Monday, 18 Nov 2024

No end in sight to ‘gigantic bottleneck’ for global freight, shipping titan warns

Maersk, the world’s biggest shipping company, has warned there is “little visibility” about when bottlenecks in global supply chains will end.

The Danish group, which reported record quarterly revenues despite the disruption as its freight rates increased sharply, said current conditions were expected to continue at least until the first quarter of next year.

A lack of lorry drivers is preventing ships from offloading goods at ports around the world, with 300 container vessels currently laying idle, chief executive Soren Skou said.

“The whole system has become one gigantic bottleneck,” Mr Skou added.

He said the biggest problem preventing containers from leaving ports is a lack of labour, particularly drivers of HGV vehicles in the US and Britain despite salaries having been raised “significantly”.

Maersk, which handles one in five containers shipped worldwide, reported a 68% jump in revenue to a record $16.61bn in the third quarter, with bottom-line profits surging to $5.46bn compared with $947m a year ago.

It has been boosted by a surge in demand to transport freight as the world economy reopens after pandemic lockdowns – in some cases causing supply chains to buckle under the pressure.

Looking ahead, Maersk said savings built up by consumers in America and Europe would support more demand and although higher prices could take its toll on some spending, pressure for firms to rebuild stocks and the continued shift to online retail would keep up pressure on logistics.

The company added that supplier delivery times “remain lengthy, and there is little visibility into when capacity constraints, including landside bottlenecks in trucking and warehousing, will abate”.

Exercise 1: Extract the stretch of the Maersk article from "Monday, 18 Nov" through "chains will end.".
Exercise 2:
Answer these questions from the Maersk article:
(a) How many container vessels are currently idle, according to Soren Skou?
(b) What share of containers shipped worldwide does Maersk handle?
(c) What were Maersk's third-quarter revenues?
Exercise 3: What does the Maersk article report? Sum it up in two sentences.

Data shown:
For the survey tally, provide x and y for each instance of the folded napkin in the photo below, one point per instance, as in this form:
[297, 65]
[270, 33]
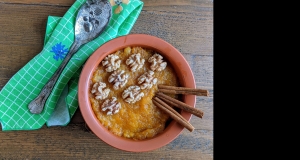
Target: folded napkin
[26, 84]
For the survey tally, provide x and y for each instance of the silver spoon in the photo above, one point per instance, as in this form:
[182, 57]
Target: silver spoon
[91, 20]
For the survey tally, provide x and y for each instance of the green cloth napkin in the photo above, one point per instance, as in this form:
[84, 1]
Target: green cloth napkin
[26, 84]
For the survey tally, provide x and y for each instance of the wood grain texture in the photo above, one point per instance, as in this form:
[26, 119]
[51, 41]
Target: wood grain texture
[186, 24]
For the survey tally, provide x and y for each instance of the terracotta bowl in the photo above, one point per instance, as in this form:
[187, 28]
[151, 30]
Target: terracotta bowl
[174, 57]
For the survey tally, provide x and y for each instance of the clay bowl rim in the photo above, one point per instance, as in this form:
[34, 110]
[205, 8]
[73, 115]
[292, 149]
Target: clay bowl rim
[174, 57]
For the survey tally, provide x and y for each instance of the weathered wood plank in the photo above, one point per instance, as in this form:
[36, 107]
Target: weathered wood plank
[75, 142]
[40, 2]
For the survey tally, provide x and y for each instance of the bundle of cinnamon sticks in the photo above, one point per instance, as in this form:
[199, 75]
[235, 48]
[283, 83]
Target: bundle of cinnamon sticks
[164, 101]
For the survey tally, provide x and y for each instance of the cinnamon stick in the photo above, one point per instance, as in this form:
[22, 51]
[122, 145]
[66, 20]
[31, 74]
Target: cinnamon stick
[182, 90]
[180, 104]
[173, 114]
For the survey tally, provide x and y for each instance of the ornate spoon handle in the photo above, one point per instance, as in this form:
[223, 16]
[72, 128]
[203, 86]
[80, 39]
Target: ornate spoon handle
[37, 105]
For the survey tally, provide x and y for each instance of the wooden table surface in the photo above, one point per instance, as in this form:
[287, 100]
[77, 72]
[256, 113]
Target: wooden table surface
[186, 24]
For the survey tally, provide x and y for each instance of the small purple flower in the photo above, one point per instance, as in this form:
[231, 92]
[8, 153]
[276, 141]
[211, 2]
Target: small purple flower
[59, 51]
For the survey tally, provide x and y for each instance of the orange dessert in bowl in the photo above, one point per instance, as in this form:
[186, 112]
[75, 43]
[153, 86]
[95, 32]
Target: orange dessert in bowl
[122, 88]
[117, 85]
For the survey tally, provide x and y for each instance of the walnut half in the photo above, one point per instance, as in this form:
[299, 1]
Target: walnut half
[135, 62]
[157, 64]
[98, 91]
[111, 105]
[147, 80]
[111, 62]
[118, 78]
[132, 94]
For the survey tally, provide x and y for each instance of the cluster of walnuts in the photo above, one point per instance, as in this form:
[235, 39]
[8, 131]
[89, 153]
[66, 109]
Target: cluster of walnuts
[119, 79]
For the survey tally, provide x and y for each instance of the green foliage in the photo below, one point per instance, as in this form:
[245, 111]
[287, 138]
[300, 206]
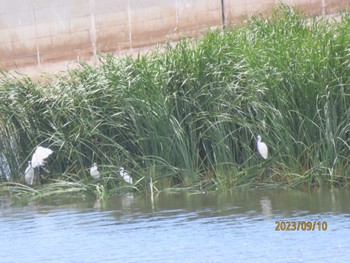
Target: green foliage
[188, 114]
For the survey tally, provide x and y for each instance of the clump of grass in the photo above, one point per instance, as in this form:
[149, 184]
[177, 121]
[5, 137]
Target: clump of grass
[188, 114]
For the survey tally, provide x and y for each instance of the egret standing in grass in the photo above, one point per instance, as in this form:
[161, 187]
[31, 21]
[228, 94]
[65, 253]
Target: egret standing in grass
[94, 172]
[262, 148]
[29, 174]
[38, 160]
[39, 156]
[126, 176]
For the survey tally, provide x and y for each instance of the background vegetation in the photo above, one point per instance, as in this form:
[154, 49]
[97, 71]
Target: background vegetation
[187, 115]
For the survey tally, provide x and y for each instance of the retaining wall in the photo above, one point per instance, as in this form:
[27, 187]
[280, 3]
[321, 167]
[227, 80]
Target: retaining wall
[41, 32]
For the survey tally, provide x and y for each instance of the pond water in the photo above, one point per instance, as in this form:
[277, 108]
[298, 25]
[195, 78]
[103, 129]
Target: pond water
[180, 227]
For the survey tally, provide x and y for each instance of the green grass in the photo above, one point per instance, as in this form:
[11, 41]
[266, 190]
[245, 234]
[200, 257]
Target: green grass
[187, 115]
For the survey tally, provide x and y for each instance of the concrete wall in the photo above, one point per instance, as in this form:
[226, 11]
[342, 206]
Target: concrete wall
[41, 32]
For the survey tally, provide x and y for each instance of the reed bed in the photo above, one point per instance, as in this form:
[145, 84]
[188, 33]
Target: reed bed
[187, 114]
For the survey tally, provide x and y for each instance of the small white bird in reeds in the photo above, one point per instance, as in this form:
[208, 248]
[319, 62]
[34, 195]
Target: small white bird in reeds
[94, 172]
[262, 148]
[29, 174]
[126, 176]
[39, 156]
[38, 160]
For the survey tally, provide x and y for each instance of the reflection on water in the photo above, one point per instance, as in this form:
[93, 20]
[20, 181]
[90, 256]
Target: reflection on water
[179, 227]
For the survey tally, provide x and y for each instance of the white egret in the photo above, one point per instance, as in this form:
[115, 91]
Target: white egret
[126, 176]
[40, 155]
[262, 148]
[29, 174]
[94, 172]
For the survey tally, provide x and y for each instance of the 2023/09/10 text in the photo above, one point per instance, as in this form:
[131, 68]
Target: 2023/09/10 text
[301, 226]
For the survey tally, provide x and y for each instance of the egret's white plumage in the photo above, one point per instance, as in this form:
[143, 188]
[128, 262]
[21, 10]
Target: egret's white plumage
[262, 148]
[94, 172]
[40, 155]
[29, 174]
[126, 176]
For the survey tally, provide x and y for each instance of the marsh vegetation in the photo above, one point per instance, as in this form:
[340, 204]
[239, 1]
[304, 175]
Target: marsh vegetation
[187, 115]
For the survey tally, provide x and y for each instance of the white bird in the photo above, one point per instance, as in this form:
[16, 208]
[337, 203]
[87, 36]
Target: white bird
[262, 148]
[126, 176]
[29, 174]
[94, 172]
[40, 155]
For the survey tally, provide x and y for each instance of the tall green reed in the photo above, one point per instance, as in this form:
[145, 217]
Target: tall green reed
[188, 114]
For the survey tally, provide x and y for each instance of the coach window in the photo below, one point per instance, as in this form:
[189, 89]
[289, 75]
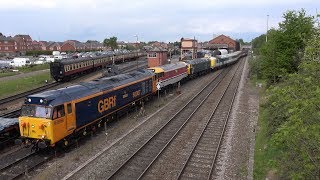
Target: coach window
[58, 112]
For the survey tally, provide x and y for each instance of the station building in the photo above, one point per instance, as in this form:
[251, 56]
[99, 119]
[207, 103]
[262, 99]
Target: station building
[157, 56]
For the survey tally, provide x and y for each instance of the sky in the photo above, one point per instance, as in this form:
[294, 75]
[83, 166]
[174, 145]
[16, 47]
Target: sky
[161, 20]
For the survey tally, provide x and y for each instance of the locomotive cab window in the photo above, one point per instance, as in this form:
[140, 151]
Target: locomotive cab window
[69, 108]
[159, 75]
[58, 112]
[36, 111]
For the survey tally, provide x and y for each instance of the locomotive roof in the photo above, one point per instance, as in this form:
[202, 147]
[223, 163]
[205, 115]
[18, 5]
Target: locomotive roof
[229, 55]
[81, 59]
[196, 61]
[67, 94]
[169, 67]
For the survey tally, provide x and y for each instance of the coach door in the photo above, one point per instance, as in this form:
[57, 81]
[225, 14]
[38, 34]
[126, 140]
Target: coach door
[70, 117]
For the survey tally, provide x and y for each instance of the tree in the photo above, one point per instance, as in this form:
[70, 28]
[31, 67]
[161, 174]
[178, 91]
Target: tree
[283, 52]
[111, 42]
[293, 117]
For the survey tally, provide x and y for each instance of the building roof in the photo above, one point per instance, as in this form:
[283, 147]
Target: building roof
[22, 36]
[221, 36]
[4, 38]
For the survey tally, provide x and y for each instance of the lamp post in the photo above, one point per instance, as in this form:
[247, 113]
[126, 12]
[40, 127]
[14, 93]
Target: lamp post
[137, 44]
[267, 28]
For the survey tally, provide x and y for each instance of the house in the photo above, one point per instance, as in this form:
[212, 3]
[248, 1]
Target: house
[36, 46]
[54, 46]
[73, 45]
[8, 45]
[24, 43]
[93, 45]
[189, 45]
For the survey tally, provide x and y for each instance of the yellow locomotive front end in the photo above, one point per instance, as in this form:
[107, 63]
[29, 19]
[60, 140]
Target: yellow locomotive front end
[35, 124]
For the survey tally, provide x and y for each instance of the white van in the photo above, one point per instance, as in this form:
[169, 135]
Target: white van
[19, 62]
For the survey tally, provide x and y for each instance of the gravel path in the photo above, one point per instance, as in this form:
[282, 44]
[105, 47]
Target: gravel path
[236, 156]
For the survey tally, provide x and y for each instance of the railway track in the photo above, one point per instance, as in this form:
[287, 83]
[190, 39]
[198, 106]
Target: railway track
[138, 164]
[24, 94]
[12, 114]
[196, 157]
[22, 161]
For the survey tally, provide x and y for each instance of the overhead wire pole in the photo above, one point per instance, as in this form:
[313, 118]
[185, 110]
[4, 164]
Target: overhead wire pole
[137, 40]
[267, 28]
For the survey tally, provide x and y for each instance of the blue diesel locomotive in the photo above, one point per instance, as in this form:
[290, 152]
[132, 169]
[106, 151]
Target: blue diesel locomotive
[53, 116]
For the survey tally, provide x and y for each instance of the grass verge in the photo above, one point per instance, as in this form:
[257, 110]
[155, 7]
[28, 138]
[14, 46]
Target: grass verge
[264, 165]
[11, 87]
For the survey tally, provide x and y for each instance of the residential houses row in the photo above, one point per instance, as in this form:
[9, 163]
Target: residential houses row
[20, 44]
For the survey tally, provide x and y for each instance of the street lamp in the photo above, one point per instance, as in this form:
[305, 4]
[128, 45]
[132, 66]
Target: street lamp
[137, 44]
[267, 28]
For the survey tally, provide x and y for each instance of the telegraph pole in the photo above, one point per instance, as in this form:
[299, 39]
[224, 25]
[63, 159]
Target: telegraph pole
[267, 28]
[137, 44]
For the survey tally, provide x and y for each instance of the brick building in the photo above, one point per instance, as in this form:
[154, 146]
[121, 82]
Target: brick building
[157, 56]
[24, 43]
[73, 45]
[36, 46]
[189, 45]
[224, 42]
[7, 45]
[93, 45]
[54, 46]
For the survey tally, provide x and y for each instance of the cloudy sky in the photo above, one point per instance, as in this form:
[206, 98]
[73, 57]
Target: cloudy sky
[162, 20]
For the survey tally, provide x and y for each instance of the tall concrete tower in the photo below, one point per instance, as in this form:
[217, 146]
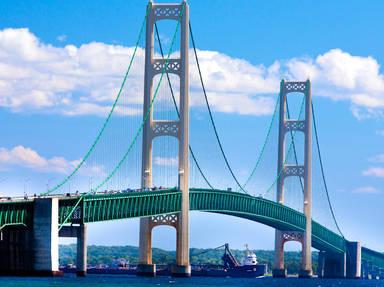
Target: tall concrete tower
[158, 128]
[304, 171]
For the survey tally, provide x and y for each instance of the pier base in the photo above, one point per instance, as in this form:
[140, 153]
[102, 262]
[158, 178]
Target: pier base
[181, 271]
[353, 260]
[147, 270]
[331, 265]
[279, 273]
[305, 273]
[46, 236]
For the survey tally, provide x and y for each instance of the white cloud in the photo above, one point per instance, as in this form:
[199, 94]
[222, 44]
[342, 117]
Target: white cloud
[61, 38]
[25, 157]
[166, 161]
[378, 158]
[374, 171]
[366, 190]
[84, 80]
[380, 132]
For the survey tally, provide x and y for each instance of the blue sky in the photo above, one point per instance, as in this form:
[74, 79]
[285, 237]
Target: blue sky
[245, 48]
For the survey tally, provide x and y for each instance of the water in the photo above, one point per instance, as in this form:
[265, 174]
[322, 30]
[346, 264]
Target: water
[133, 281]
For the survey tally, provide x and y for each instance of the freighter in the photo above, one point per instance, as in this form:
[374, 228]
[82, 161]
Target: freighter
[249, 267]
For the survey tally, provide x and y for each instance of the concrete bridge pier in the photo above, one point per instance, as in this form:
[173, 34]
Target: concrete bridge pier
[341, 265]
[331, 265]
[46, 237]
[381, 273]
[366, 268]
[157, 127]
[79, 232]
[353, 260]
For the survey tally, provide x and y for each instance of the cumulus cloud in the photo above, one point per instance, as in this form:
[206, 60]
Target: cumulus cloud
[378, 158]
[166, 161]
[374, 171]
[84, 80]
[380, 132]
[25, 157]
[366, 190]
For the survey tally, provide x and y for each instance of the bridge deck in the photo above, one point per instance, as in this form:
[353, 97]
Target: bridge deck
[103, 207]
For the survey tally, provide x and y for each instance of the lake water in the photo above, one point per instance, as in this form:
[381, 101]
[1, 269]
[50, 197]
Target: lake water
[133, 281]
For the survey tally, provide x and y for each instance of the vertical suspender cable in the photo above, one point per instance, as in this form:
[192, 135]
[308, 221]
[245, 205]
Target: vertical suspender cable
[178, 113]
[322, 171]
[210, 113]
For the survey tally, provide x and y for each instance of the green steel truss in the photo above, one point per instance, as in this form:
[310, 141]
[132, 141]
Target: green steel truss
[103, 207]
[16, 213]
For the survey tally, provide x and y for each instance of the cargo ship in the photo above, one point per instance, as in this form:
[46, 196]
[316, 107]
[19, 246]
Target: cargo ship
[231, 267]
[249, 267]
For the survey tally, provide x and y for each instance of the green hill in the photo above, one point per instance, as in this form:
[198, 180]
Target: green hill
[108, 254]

Written reply 1:
Monday, 18 Nov 2024

No end in sight to ‘gigantic bottleneck’ for global freight, shipping titan warns

Maersk, the world’s biggest shipping company, has warned there is “little visibility” about when bottlenecks in global supply chains will end.

Written reply 2:
(a) 300
(b) One in five
(c) A record $16.61bn, a 68% jump

Written reply 3: Maersk, the world's biggest shipping company, warned that there is little visibility about when global supply-chain bottlenecks will end, and its chief executive blamed a lack of labor, especially truck drivers in the US and Britain. It still reported record third-quarter revenues of $16.61bn, boosted by surging freight demand as the world economy reopens after pandemic lockdowns.